What is needed - Reproduce the listing below with each "Inference Spec" changed to "Inference Guide" and every other line kept as it stands.

(Dataset rows)
• • • •
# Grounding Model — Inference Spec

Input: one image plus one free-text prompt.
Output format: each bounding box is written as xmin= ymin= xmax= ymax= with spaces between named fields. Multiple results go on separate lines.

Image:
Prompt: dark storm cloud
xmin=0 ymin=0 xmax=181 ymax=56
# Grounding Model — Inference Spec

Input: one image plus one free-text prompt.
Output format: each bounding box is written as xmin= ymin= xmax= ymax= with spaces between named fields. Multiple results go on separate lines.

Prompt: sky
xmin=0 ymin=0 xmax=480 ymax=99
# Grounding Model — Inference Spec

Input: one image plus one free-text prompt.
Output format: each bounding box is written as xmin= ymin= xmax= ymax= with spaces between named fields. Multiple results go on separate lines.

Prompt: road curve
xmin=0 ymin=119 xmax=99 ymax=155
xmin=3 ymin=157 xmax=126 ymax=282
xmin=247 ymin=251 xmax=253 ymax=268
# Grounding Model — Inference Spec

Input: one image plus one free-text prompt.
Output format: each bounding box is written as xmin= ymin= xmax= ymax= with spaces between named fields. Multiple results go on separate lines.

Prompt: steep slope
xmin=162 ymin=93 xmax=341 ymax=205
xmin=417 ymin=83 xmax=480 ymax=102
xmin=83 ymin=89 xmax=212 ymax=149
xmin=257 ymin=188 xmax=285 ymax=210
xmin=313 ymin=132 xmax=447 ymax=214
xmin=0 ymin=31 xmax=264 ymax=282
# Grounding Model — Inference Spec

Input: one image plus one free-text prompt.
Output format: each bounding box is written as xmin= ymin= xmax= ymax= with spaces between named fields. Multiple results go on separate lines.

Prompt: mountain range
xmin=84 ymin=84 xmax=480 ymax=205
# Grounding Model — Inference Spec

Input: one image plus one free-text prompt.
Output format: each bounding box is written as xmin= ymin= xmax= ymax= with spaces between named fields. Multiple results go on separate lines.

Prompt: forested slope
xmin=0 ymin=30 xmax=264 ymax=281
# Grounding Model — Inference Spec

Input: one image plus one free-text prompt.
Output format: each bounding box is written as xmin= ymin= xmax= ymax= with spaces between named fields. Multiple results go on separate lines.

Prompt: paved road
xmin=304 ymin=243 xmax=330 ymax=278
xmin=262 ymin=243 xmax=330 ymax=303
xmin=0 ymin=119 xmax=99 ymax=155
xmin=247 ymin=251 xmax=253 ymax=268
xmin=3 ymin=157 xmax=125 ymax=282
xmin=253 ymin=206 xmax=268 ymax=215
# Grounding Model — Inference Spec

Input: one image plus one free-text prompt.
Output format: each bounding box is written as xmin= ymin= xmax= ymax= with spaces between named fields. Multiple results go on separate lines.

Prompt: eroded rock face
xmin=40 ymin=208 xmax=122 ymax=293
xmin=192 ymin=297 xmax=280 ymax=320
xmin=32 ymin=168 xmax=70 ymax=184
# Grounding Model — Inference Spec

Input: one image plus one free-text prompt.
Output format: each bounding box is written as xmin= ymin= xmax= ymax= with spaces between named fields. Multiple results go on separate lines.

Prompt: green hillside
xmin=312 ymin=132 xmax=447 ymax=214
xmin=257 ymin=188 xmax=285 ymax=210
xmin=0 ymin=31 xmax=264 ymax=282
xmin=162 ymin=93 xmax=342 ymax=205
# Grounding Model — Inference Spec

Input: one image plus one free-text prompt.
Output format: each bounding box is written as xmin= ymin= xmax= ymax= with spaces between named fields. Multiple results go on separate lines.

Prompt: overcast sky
• • • •
Result for this task -
# Grounding Model — Inference Guide

Input: one image plus one free-text prompt.
Output format: each bounding box is written as xmin= ymin= xmax= ymax= with spaces between named fields. Multiple results go on separate lines.

Image:
Prompt: dark storm cloud
xmin=0 ymin=0 xmax=181 ymax=56
# Grounding Model — Inference Guide

Input: one image plus one free-text prompt.
Output format: each bounding box is written as xmin= ymin= xmax= ymax= with spaces between named fields. Multiple results go on separate lines.

Prompt: sky
xmin=0 ymin=0 xmax=480 ymax=99
# Grounding Model — Inference Guide

Input: one image plus one free-text prompt.
Output format: each bounding box is written as xmin= ymin= xmax= ymax= with spaces between named fields. Multiple results go on separate lines.

Prompt: road curve
xmin=0 ymin=119 xmax=99 ymax=155
xmin=3 ymin=157 xmax=126 ymax=282
xmin=247 ymin=251 xmax=253 ymax=268
# Grounding Model — Inference Guide

Input: one image plus one free-text prompt.
Output format: each bounding box is written as xmin= ymin= xmax= ymax= with spaces between named fields. Multiple results go on separate lines.

Prompt: steep slope
xmin=162 ymin=93 xmax=341 ymax=205
xmin=417 ymin=83 xmax=480 ymax=102
xmin=83 ymin=89 xmax=212 ymax=149
xmin=257 ymin=188 xmax=285 ymax=210
xmin=313 ymin=132 xmax=447 ymax=214
xmin=0 ymin=31 xmax=264 ymax=282
# Grounding Model — Inference Guide

Input: one image plus one free-text prompt.
Output format: each bounding box is written as xmin= ymin= xmax= ymax= with spaces between named fields. Multiple results go on separate lines.

Prompt: mountain range
xmin=84 ymin=84 xmax=480 ymax=205
# Grounding Model — Inference Guide

Input: one image plus one free-text prompt.
Output format: each bounding box is written as xmin= ymin= xmax= ymax= with spaces between named fields. Multiple results go on separate lines.

Prompt: forested slope
xmin=0 ymin=30 xmax=264 ymax=281
# Grounding Model — Inference Guide

Input: one image plus one free-text prompt.
Output format: each bounding box is written as xmin= ymin= xmax= ymax= with spaces between named fields. Multiple results go on separate lines.

Prompt: paved road
xmin=304 ymin=243 xmax=330 ymax=278
xmin=262 ymin=243 xmax=330 ymax=303
xmin=0 ymin=119 xmax=99 ymax=155
xmin=247 ymin=251 xmax=253 ymax=268
xmin=3 ymin=157 xmax=125 ymax=282
xmin=253 ymin=206 xmax=268 ymax=215
# Grounding Model — Inference Guide

Input: one image plus one free-text prompt.
Output format: each bounding box is written as xmin= ymin= xmax= ymax= with spaces between named fields. Multiple results go on separate lines.

Prompt: eroded rock face
xmin=40 ymin=208 xmax=122 ymax=293
xmin=192 ymin=297 xmax=280 ymax=320
xmin=32 ymin=168 xmax=70 ymax=184
# Grounding Model — Inference Guide

Input: one image plus one free-text prompt.
Output format: each bounding box is written as xmin= ymin= xmax= ymax= with spaces between named fields. Multiple results go on separate lines.

Prompt: green hillside
xmin=312 ymin=132 xmax=447 ymax=214
xmin=257 ymin=188 xmax=285 ymax=210
xmin=0 ymin=31 xmax=264 ymax=282
xmin=162 ymin=93 xmax=342 ymax=205
# Grounding Model — Inference Guide

Input: one image plus one free-text prompt.
Output format: each bounding box is written as xmin= ymin= xmax= ymax= with spaces between named fields. Multiple results go on separate lines.

Prompt: overcast sky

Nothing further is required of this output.